■ **EXERCISE**
Lines of the material that include the string "below" should be returned.

<<<<

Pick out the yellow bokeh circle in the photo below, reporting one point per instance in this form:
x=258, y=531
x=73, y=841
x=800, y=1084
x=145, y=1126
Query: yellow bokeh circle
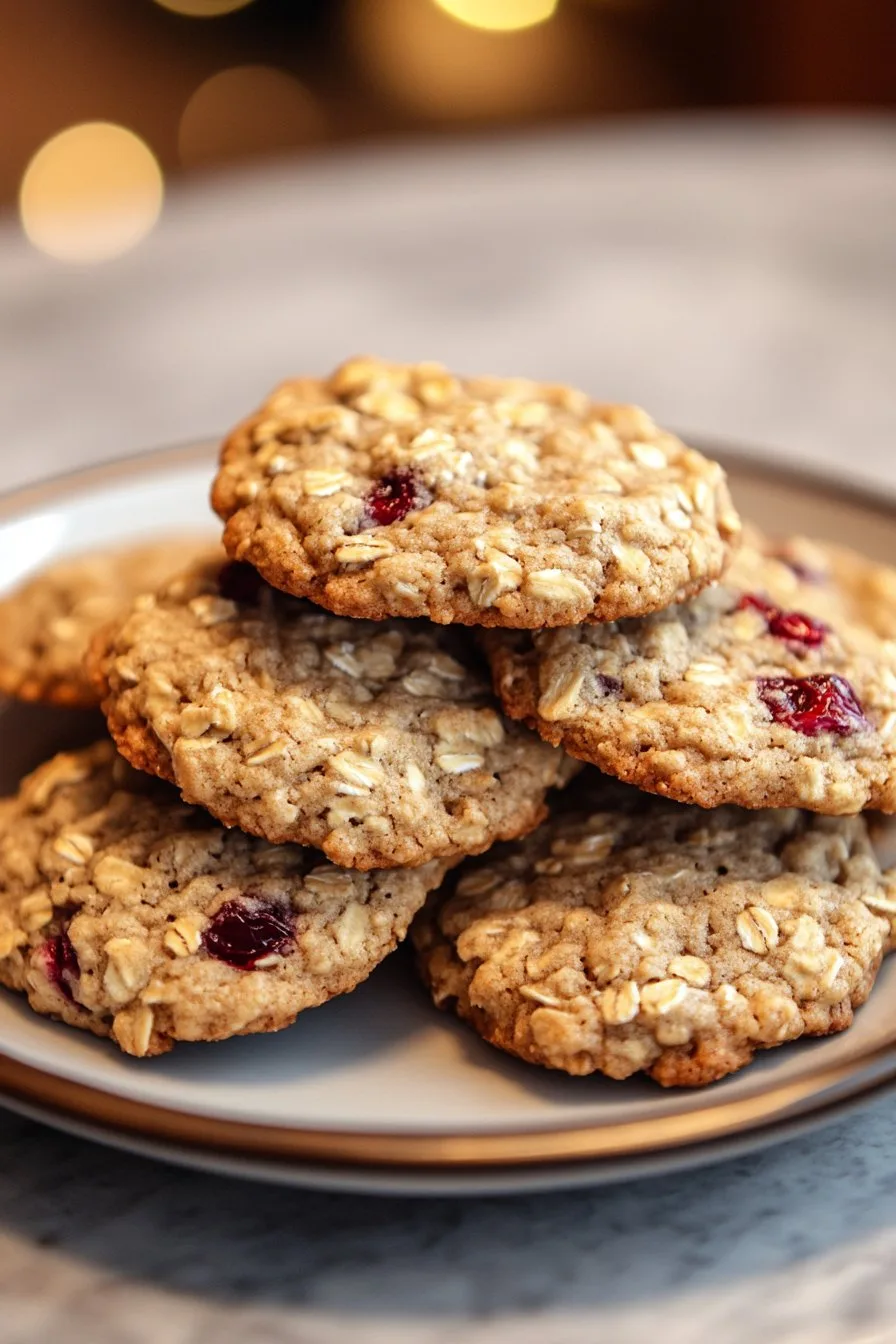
x=203, y=8
x=499, y=15
x=92, y=192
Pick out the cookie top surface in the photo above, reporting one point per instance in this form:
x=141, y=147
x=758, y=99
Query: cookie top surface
x=130, y=914
x=399, y=489
x=379, y=743
x=632, y=933
x=773, y=688
x=49, y=622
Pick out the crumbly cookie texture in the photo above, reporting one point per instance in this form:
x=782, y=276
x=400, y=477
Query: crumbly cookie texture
x=47, y=624
x=129, y=914
x=400, y=489
x=773, y=688
x=637, y=934
x=379, y=743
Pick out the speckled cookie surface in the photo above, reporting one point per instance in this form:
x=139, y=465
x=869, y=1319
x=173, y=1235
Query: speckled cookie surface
x=773, y=688
x=395, y=489
x=47, y=625
x=636, y=934
x=379, y=743
x=132, y=915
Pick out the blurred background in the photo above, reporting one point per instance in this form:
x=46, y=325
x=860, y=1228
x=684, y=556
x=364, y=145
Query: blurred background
x=689, y=203
x=208, y=82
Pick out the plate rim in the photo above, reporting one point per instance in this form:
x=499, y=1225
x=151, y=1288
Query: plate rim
x=817, y=1092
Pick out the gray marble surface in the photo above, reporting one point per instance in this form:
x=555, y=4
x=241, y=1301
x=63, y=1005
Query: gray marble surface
x=739, y=278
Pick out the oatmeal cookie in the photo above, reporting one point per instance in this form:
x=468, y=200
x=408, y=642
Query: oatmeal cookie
x=129, y=914
x=636, y=934
x=49, y=622
x=773, y=688
x=399, y=489
x=379, y=743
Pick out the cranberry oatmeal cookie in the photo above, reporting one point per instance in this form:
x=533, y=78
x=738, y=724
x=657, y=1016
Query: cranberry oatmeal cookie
x=129, y=914
x=636, y=934
x=379, y=743
x=769, y=690
x=400, y=489
x=49, y=622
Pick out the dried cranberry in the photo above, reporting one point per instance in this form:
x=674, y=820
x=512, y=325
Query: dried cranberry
x=246, y=930
x=787, y=625
x=239, y=582
x=813, y=704
x=61, y=964
x=392, y=497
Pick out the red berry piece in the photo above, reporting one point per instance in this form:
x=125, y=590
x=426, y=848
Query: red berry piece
x=392, y=497
x=813, y=704
x=61, y=964
x=794, y=626
x=246, y=930
x=239, y=582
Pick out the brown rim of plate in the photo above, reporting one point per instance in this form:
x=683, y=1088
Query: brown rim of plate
x=824, y=1089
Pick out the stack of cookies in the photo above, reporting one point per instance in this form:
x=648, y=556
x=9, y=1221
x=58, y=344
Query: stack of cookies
x=485, y=659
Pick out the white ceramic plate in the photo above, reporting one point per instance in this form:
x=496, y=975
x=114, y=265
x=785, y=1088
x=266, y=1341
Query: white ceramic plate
x=378, y=1090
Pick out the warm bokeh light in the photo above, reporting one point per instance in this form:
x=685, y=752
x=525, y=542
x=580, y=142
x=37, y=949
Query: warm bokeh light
x=442, y=69
x=90, y=194
x=203, y=8
x=247, y=110
x=499, y=15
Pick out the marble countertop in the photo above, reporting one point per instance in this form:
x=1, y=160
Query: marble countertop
x=736, y=277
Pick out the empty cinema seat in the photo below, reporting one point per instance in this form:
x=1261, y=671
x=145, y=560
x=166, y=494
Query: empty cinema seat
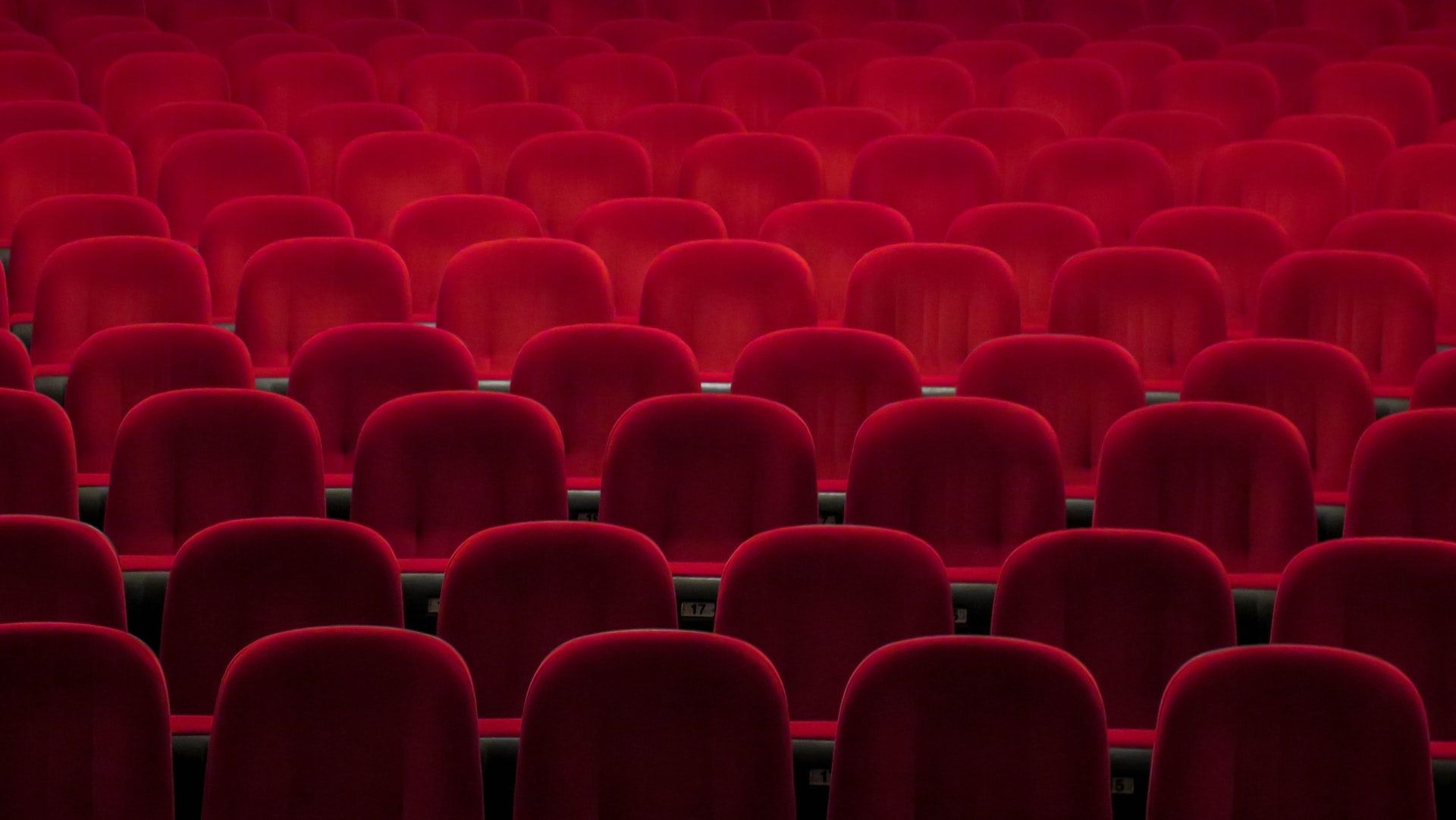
x=1174, y=294
x=721, y=294
x=1401, y=478
x=929, y=178
x=992, y=704
x=58, y=570
x=588, y=375
x=204, y=171
x=86, y=705
x=235, y=231
x=702, y=473
x=105, y=281
x=870, y=587
x=628, y=235
x=367, y=715
x=514, y=593
x=237, y=582
x=835, y=379
x=747, y=177
x=296, y=287
x=1131, y=605
x=497, y=294
x=344, y=375
x=941, y=300
x=1376, y=306
x=1079, y=385
x=58, y=220
x=433, y=470
x=118, y=367
x=912, y=457
x=1279, y=705
x=1235, y=478
x=625, y=685
x=428, y=232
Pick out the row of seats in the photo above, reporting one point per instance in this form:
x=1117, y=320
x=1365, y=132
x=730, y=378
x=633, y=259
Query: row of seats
x=699, y=473
x=1130, y=605
x=373, y=717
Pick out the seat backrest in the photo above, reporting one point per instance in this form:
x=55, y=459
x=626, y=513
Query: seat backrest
x=1305, y=721
x=1232, y=476
x=1131, y=605
x=239, y=582
x=1401, y=478
x=701, y=473
x=57, y=570
x=1079, y=385
x=1025, y=714
x=379, y=721
x=1163, y=305
x=433, y=470
x=868, y=587
x=86, y=708
x=118, y=367
x=625, y=685
x=913, y=457
x=346, y=373
x=514, y=593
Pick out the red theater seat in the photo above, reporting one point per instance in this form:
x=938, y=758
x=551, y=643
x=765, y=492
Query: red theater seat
x=1304, y=187
x=58, y=571
x=588, y=375
x=191, y=459
x=626, y=685
x=93, y=284
x=369, y=717
x=1235, y=478
x=941, y=300
x=88, y=705
x=1323, y=389
x=204, y=171
x=427, y=234
x=561, y=175
x=497, y=294
x=50, y=164
x=1131, y=605
x=514, y=593
x=296, y=287
x=436, y=468
x=1078, y=383
x=1239, y=243
x=702, y=473
x=868, y=587
x=57, y=220
x=239, y=228
x=629, y=235
x=344, y=375
x=832, y=237
x=1401, y=478
x=721, y=294
x=987, y=704
x=36, y=438
x=1116, y=182
x=1375, y=305
x=835, y=379
x=747, y=177
x=913, y=457
x=441, y=88
x=1378, y=596
x=118, y=367
x=1279, y=705
x=237, y=582
x=1082, y=95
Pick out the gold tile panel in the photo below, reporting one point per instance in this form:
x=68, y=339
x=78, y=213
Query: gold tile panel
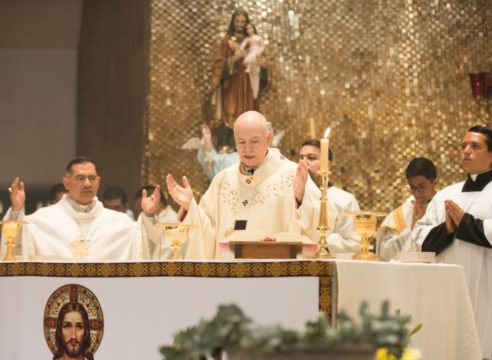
x=389, y=77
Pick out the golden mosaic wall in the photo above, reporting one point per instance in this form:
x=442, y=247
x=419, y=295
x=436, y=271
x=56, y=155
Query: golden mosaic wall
x=390, y=78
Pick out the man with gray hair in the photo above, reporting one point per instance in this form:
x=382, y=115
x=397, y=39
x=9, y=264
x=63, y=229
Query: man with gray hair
x=264, y=191
x=78, y=227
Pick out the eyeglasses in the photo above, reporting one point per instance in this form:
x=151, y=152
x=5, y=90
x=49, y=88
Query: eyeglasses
x=420, y=188
x=83, y=178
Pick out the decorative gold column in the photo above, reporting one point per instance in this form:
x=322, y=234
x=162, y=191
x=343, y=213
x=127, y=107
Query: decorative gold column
x=10, y=229
x=323, y=251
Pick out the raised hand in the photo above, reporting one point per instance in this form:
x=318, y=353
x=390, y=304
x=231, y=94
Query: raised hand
x=17, y=194
x=150, y=202
x=183, y=195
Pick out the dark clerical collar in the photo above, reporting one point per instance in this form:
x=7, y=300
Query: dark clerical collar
x=476, y=182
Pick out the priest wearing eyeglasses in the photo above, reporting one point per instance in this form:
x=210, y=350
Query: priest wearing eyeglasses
x=264, y=191
x=394, y=235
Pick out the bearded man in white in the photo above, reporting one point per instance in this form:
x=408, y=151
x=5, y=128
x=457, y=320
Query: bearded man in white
x=458, y=227
x=263, y=191
x=78, y=227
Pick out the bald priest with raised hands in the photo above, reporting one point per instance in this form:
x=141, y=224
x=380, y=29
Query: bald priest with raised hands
x=78, y=227
x=263, y=191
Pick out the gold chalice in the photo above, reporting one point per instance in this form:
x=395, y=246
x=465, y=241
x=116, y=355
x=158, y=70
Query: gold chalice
x=10, y=229
x=176, y=233
x=366, y=224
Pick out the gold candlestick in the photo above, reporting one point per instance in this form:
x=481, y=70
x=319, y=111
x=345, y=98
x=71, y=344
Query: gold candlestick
x=10, y=229
x=323, y=251
x=365, y=225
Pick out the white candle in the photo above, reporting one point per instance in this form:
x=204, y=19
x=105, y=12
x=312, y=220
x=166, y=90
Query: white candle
x=312, y=128
x=325, y=148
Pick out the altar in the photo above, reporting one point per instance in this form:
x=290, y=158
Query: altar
x=144, y=304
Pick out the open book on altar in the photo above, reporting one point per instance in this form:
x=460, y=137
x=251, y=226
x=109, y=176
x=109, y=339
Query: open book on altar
x=253, y=235
x=255, y=243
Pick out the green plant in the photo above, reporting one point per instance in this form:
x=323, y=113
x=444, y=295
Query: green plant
x=231, y=329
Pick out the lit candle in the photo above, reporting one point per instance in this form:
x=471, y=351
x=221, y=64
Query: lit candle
x=312, y=128
x=325, y=148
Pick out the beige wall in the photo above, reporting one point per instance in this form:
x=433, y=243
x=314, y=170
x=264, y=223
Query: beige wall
x=38, y=72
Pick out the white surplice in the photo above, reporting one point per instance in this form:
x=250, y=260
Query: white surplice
x=69, y=231
x=265, y=199
x=343, y=237
x=476, y=260
x=394, y=234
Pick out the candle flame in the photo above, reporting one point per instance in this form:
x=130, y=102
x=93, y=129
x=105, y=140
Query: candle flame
x=327, y=133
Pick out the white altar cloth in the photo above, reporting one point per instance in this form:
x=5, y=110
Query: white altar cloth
x=434, y=294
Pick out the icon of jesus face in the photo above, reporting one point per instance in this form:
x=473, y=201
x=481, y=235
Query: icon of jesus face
x=73, y=333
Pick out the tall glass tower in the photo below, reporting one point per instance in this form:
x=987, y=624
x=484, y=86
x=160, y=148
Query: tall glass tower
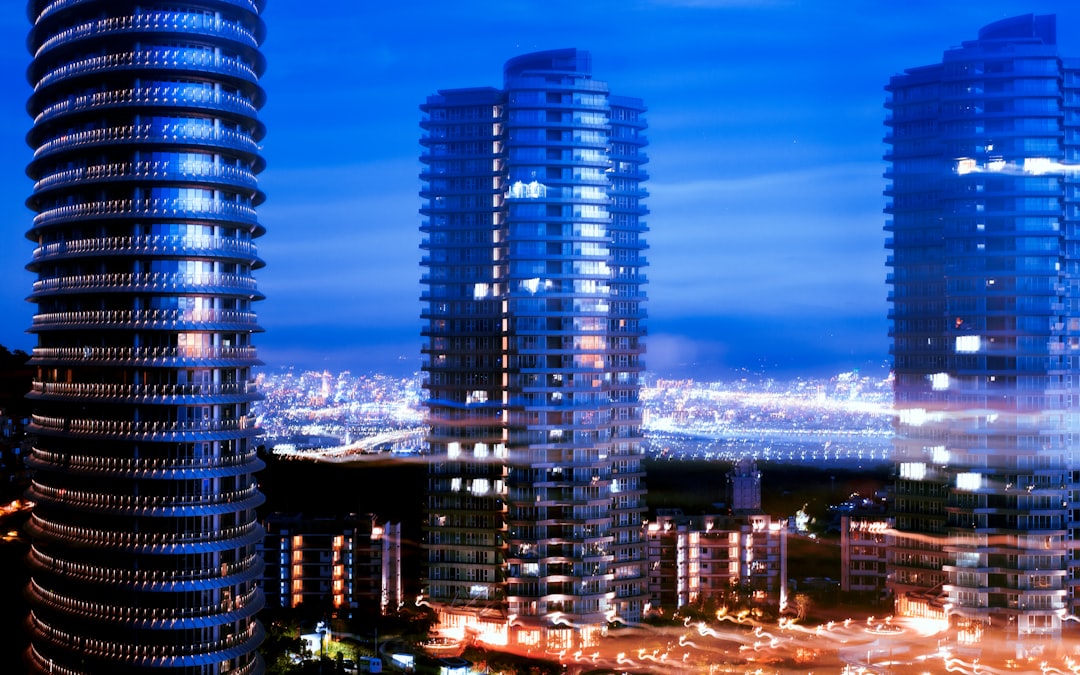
x=534, y=324
x=985, y=293
x=145, y=152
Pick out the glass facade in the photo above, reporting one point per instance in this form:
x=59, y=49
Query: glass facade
x=145, y=158
x=534, y=313
x=986, y=328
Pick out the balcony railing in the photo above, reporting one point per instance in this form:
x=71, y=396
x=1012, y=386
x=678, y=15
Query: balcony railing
x=129, y=429
x=151, y=22
x=105, y=538
x=150, y=57
x=234, y=572
x=152, y=207
x=157, y=616
x=95, y=390
x=143, y=171
x=147, y=133
x=149, y=655
x=233, y=499
x=154, y=354
x=147, y=281
x=151, y=244
x=146, y=318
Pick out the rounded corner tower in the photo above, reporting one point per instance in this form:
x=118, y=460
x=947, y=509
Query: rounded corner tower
x=145, y=158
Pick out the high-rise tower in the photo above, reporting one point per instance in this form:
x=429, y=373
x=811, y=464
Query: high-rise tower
x=145, y=153
x=985, y=293
x=534, y=321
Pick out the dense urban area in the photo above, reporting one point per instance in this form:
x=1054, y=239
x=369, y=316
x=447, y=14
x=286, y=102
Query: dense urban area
x=844, y=419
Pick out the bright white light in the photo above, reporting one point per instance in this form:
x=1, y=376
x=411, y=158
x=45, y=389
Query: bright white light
x=969, y=481
x=913, y=471
x=1039, y=165
x=914, y=417
x=968, y=343
x=940, y=455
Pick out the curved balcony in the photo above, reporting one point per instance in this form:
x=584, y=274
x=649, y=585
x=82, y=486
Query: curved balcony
x=223, y=539
x=211, y=356
x=52, y=7
x=175, y=431
x=198, y=579
x=146, y=135
x=147, y=656
x=150, y=22
x=151, y=245
x=122, y=172
x=149, y=505
x=157, y=282
x=159, y=58
x=159, y=208
x=125, y=468
x=179, y=394
x=127, y=618
x=152, y=319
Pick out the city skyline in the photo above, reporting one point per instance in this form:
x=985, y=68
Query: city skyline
x=747, y=100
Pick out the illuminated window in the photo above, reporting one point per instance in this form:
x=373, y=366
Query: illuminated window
x=939, y=381
x=913, y=471
x=969, y=481
x=968, y=343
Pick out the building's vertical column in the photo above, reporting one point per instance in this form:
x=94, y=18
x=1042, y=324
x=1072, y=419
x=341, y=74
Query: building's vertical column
x=625, y=351
x=979, y=176
x=463, y=308
x=1070, y=229
x=146, y=150
x=917, y=296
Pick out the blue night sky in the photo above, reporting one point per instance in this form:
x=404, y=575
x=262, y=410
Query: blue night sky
x=766, y=143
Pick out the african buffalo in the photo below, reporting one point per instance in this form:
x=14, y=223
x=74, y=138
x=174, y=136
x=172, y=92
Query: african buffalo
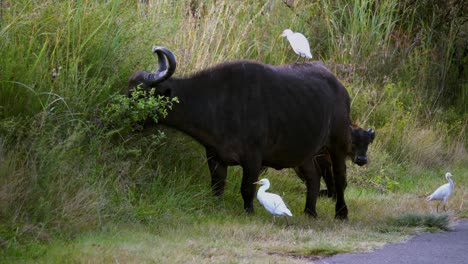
x=360, y=140
x=254, y=115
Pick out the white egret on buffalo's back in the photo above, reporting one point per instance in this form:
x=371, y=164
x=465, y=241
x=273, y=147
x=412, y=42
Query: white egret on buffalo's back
x=299, y=43
x=443, y=192
x=272, y=202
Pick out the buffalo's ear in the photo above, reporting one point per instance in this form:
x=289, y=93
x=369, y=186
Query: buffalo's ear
x=371, y=134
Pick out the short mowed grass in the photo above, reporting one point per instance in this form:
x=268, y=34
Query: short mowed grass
x=78, y=184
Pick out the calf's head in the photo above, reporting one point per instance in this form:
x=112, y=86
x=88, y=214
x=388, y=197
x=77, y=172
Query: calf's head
x=360, y=140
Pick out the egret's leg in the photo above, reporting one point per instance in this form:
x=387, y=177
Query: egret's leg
x=298, y=57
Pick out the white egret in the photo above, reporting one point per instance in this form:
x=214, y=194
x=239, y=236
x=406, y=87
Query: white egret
x=272, y=202
x=443, y=192
x=299, y=43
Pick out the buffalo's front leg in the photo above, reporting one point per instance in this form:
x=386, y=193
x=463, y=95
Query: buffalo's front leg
x=218, y=172
x=339, y=173
x=308, y=173
x=251, y=169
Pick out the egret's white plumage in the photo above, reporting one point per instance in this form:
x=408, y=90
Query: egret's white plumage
x=443, y=192
x=272, y=202
x=299, y=43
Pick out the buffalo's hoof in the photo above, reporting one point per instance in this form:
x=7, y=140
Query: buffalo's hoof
x=342, y=214
x=218, y=193
x=310, y=213
x=323, y=193
x=249, y=210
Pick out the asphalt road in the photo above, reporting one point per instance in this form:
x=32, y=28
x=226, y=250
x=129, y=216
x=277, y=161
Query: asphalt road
x=445, y=247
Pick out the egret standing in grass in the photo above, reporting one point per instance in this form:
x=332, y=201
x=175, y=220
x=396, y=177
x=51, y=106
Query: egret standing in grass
x=443, y=192
x=272, y=202
x=299, y=44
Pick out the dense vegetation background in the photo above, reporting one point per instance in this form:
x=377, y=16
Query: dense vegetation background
x=62, y=63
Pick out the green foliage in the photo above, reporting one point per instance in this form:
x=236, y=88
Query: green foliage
x=131, y=112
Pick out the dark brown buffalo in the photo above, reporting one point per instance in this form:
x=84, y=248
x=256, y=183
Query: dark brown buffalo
x=360, y=140
x=254, y=115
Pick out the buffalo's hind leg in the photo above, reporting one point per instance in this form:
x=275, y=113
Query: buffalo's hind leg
x=339, y=173
x=308, y=173
x=218, y=172
x=251, y=169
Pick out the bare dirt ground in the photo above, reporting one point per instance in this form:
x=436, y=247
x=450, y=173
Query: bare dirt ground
x=444, y=247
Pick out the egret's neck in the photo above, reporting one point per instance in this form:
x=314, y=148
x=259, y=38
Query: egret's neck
x=263, y=188
x=450, y=182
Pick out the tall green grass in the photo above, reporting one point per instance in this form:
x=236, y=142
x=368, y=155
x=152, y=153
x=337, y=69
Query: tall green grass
x=62, y=174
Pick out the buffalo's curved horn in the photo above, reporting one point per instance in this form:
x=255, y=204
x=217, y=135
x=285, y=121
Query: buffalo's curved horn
x=163, y=72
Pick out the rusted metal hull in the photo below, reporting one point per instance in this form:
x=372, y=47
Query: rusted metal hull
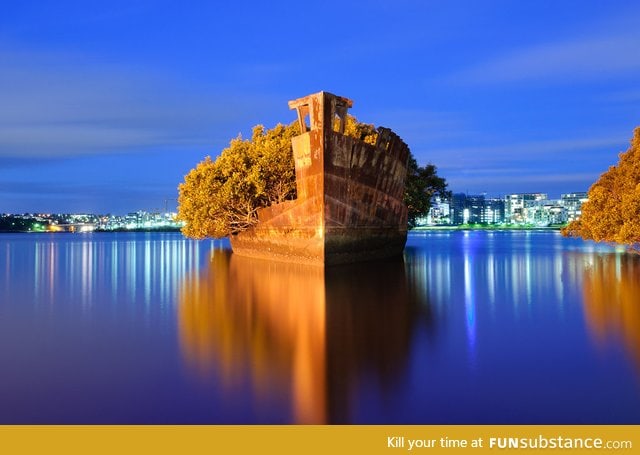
x=350, y=197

>>>>

■ **RESPONSE BOX**
Pick out the yellow bokeh circle in the photo below, reporting one point per instance in this form:
Pick out the empty cinema seat in the photo below, reporting one point per instance in this form:
Pick out the gold tile panel in the photo below, reporting one point per instance in this form:
Pick out the tall glass tower in the photo below, reporting one point per instance in this form:
Pick out the african buffalo in the photo below, reporting one point per instance in this form:
Pick out the rusted metal hull in the photo below, reporting one point per instance in this form:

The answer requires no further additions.